* START *

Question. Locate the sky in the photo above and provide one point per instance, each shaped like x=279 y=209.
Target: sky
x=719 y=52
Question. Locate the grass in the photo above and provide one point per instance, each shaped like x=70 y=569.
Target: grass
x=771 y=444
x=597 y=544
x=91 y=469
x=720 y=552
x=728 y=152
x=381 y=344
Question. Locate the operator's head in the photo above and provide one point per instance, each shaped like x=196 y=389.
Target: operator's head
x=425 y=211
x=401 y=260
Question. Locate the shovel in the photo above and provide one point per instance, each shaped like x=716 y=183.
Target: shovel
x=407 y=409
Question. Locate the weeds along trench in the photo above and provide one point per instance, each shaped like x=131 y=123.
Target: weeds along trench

* END *

Task requirements: Make an exact copy of all the data.

Task output:
Question. Locate the sky in the photo above and provide one point per instance, each shaped like x=279 y=209.
Target: sky
x=719 y=52
Question. Locate the grass in the photo above and provide one point per instance, each shaped like x=70 y=569.
Target: grass
x=771 y=444
x=597 y=544
x=91 y=469
x=720 y=552
x=728 y=152
x=381 y=344
Question. Locate the operator's head in the photo above and provide one point per instance, each shaped like x=196 y=389.
Target: operator's head
x=425 y=211
x=401 y=260
Question. Locate the shovel in the photo above and provide one point per instance, each shaped like x=716 y=183.
Target: shovel
x=407 y=409
Question. Locate the weeds along trench in the photo above and provide one point per instance, each shaped like x=131 y=123.
Target: weeds along trench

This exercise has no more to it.